PASSAGE SHOWN:
►

Intel 320 SSD: lower prices, higher capacity, better security

Posted 29 March 2011 08:00 CEST by wconeybeer

Intel started off this week by announcing a fresh new “third-generation” line of Solid State Drives with lower price points, higher capacities, and improved security and performance over the company’s prior offerings.

The Intel SSD 320 line, aimed at both consumer and enterprise customers, is reported by company officials to cost up to 30 percent less than 2nd generation drives while providing users who upgrade from an HDD with a performance boost of up 66 percent in regards to overall system response speeds.

“Intel designed new quality and reliability features into our SSDs to take advantage of the latest 25nm silicon, so we could deliver cost advantages to our customers,” said Intel marketing director Pete Hazen. “Intel’s third generation of SSDs adds enhanced data security features, power-loss management and innovative data redundancy features to once again advance SSD technology. Whether it’s a consumer or corporate IT looking to upgrade from a hard disk drive, or an enterprise seeking to deploy SSDs in their data centers, the new Intel SSD 320 Series will continue to build on our reputation of high quality and dependability over the life of the SSD.”

This new line has been completely redesigned in the inside, according to Intel’s press release. The SSD 320 Series uses a “proprietary firmware and controller,” which the company is touting to differentiate this line from others currently on the market. The improvements contained within the new drives include support for 128-bit AES encryption and a redundancy system that is supposed to help prevent data write failures if power flow to the SSD is interrupted.

The 320 Series uses the 3Gbps SATA2 interface, which Intel claims is able to produce speedy sequential write speeds of 220MB/sec and read speeds of up to 270MB/sec.

Cost for retailers buying in lots of 1000 are 40GB for $89, 80GB for $159, 120GB for $209, 160GB for $289, 300GB for $529 and 600GB for $1,069. Of course, pricing for retailers will be varied depending upon their markups, but a quick search of reveals results for each capacity with their MSRP and some introductory pricing specials.

As I sit here working on a laptop that still has a HDD, I’m finding myself more tempted by the allure of quick SSD speeds and the lack of moving parts. Of course, the drop in price certainly helps to fuel that desire. It may just be time for an upgrade soon.

MyCE Resident
Posted on: 29 Mar 11 12:33
Intel is overpriced on just about every product they sell. Considering that they are at the TOP of the premium price gouging for SSD, that's no consolation that they cut prices and increased capacity. 1 terabyte SSd drvies are available, but at huge prices near $1k. Just getting $1 per GB is a pricepoint hard drives surpassed about 15 years ago. While nobody ever expects SSD to be pennies per GB before we're quite old and grey... they could at least throw consumers some competitiveness. After one slight drop in late 2009, there's been almost no solid state memory drops other than DDR computer memory (seasonal, demand driven). SSD, and flash have remained stable, if not outright price INCREASES. I'd even say that these prices POP higher with a 2 - 4 week lag in spikes in gasoline/oil prices.

◄

Object location annotation data:
►

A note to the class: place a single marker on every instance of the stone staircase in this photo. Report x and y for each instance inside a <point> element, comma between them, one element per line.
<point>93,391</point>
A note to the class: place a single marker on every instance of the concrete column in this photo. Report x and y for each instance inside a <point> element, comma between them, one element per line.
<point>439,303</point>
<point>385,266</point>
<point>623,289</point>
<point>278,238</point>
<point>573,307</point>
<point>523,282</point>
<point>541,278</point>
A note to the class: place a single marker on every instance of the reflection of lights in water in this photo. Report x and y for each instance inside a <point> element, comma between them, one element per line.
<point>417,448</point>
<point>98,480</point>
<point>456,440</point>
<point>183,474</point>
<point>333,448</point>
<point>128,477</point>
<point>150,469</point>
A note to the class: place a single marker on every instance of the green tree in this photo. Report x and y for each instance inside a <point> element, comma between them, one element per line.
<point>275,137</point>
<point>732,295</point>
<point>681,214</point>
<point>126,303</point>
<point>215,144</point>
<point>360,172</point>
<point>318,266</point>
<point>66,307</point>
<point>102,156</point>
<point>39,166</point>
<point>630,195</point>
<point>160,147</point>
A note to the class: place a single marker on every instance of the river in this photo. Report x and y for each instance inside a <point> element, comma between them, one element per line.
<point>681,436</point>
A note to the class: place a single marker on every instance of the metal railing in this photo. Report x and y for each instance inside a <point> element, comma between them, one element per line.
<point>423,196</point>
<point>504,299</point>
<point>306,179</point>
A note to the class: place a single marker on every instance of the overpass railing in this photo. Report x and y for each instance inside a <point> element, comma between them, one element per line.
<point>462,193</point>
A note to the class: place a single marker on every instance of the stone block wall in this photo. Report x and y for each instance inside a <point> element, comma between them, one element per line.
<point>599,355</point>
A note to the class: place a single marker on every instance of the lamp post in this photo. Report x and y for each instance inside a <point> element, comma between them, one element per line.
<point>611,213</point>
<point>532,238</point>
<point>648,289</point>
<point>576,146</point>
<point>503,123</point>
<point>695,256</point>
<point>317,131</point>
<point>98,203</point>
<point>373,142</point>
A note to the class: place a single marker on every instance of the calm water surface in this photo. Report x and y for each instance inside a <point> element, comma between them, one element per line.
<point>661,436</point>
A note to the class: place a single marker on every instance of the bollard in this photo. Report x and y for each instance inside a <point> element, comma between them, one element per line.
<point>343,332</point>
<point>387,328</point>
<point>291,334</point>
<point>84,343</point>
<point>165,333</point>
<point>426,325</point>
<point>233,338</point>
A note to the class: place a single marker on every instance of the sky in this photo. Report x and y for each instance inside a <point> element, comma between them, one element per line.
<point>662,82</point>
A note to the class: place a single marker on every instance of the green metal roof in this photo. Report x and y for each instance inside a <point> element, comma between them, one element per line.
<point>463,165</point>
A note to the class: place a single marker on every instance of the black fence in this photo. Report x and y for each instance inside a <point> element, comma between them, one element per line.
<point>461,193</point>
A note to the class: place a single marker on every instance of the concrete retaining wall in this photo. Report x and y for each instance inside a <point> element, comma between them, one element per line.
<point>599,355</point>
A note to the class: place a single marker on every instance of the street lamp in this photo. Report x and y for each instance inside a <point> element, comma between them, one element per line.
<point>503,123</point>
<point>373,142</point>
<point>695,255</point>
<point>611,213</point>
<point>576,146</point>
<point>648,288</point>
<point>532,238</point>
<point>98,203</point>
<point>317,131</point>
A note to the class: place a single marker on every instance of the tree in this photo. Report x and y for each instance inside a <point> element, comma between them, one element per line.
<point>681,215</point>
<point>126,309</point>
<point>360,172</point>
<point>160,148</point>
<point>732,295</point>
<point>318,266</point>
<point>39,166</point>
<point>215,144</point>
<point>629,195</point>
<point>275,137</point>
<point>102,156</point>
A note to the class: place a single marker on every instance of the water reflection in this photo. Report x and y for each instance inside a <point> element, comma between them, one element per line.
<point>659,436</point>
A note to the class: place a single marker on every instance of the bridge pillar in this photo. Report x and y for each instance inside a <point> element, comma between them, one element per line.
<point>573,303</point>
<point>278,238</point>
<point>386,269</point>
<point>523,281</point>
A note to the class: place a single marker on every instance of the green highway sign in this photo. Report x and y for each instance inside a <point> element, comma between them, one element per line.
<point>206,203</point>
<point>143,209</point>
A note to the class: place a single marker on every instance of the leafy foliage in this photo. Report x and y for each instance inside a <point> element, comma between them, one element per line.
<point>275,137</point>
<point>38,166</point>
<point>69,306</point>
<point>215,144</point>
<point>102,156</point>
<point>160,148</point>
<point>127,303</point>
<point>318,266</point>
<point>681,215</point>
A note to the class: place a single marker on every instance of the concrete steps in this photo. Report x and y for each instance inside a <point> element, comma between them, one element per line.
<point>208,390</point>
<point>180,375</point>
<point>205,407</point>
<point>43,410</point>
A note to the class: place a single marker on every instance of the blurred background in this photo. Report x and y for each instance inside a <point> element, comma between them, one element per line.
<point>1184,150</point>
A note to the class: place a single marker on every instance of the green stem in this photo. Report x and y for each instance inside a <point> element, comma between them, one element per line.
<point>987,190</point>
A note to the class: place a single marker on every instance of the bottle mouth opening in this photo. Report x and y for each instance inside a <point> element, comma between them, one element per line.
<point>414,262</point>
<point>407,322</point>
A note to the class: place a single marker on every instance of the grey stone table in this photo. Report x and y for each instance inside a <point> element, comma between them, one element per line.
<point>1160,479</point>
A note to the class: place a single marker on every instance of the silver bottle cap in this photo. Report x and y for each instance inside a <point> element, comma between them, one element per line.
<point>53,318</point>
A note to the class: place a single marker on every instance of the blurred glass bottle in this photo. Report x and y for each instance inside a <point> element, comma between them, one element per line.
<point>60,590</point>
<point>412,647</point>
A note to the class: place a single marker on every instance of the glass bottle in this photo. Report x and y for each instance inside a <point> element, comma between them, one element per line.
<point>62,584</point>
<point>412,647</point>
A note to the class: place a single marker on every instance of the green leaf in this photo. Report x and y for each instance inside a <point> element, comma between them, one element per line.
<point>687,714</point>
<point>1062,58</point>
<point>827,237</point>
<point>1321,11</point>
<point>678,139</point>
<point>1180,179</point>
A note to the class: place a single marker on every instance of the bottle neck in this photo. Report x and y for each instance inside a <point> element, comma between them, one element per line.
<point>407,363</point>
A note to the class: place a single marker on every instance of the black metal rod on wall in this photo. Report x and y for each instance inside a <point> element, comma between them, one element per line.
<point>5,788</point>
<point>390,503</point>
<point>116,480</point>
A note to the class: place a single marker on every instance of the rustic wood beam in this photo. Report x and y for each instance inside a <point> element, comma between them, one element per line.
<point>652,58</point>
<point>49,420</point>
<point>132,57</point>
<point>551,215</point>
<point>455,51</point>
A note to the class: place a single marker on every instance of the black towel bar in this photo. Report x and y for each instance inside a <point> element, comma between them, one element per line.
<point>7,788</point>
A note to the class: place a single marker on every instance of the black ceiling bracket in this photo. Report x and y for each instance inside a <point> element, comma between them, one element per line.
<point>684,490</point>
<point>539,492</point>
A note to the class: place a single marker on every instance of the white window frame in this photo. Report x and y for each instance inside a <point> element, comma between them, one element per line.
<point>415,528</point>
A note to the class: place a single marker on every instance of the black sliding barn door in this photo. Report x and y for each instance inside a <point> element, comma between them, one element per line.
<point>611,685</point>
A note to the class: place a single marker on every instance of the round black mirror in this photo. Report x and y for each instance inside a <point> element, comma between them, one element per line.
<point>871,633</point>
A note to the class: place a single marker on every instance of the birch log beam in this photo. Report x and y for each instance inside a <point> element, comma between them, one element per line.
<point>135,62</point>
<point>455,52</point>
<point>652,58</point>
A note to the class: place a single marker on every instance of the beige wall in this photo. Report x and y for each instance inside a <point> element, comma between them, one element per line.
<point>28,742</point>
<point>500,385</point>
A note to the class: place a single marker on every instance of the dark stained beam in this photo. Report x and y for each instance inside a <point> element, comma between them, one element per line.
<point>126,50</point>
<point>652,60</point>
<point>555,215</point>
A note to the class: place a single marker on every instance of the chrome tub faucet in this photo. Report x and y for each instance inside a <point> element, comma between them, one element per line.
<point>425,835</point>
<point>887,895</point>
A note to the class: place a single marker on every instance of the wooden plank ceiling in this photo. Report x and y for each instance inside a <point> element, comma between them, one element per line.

◄

WHAT TO DO:
**1.** Recast the entries from the line with "the black fence" up to and including the line with "<point>659,436</point>" as a two-column CSV with the columns input and output. Give one row per entry, with the entry's text and its answer each in a single quoted field and line breaks replaced by spaces.
**2.** Continue the Intel 320 SSD article from where it stops.

OUTPUTS:
**1.**
input,output
"A note to the class: place a single marker on every instance of the black fence in this photo. Report x and y for each instance inside a <point> element, comma between them, one element per line.","<point>461,193</point>"
"A note to the class: place a single marker on every instance of the concrete retaining wall in this photo. Report x and y for each instance inside a <point> element, comma between them, one element per line.","<point>599,355</point>"
"A note to the class: place a single marker on every instance of the street lamp in this photo. Report x and y for each instance inside a <point> element, comma between them, one element per line.","<point>503,123</point> <point>373,142</point> <point>695,255</point> <point>611,213</point> <point>576,146</point> <point>648,288</point> <point>532,238</point> <point>98,203</point> <point>317,131</point>"
"A note to the class: place a single marker on every instance of the tree in this photo. Report x and y for each instance inside a <point> element, comma between them, one element per line.","<point>681,215</point> <point>126,309</point> <point>360,172</point> <point>160,148</point> <point>732,295</point> <point>318,266</point> <point>39,166</point> <point>215,144</point> <point>629,195</point> <point>275,137</point> <point>102,156</point>"
"A note to the class: place a single marker on every instance of the water reflection in this photo. Report x and y for each instance inside a <point> element, comma between them, one element per line.","<point>659,436</point>"

**2.**
The flash/ssd industry will have to go a long way to prove their serious about price cuts and offering a better value.
0 Agree

Dr. Who
MyCE Resident
Posted on: 29 Mar 11 13:11

You don't have permission to access /404/ on this server.

I guess I am not special? I'll let the staff know on this.
0 Agree

Burns Attack
Posted on: 29 Mar 11 16:29
Lower Price ???
0 Agree

Senior Administrator and Reviewer
Posted on: 29 Mar 11 16:43
Price aside, the performance is very "last year".
0 Agree

Dr. Who
MyCE Resident
Posted on: 29 Mar 11 17:35
Prices are nice for those still using regular hard drives though you think?
0 Agree

MyCE Resident
Posted on: 30 Mar 11 15:10
Originally Posted by Dee
Price aside, the performance is very "last year".
, I just installed the 120 Gb "slower" Revo PCI SSdrive=amazing. Drive is still faster and cheaper than SATA 3 interface SSD's. With ATTO getting read of 530242 kb and write of 508882 kb!! With my "old school" quad core and DDR2 memory. $270.00 USD.
0 Agree

MyCE Member
Posted on: 31 Mar 11 18:53
SSD Drives are overrated. I bought one last year and it is just slightly faster than my 750 GB 64MB cache HHD. When they can go GB vs. GB for same price, then maybe they will catch on. Right now, they are still a fad and stupidly overpriced. Besides, I would never corrupt my AMD system with an inferior Intel product.
0 Agree

New Member
Posted on: 31 Mar 11 20:03
Besides the AMD fanboyism, I'd agree with Trust2112. Bought a few 60gb OCZ Vertex 2 drives, and when you have a PC that has to boot into DOS first, it really doesn't speed up the process much as all. I did notice a significant difference on my OSX partition loading however, but not really enough to justify the costs, so I sold I them on Ebay and replaced them with WD Caviar Black 1.5TB drives that cost me less than what I got for my SSD drives.

I'll probably be back, once the hype settles down and you can get at least 200-250gb for what 60gb drives are selling for now, and hopefully increased performance.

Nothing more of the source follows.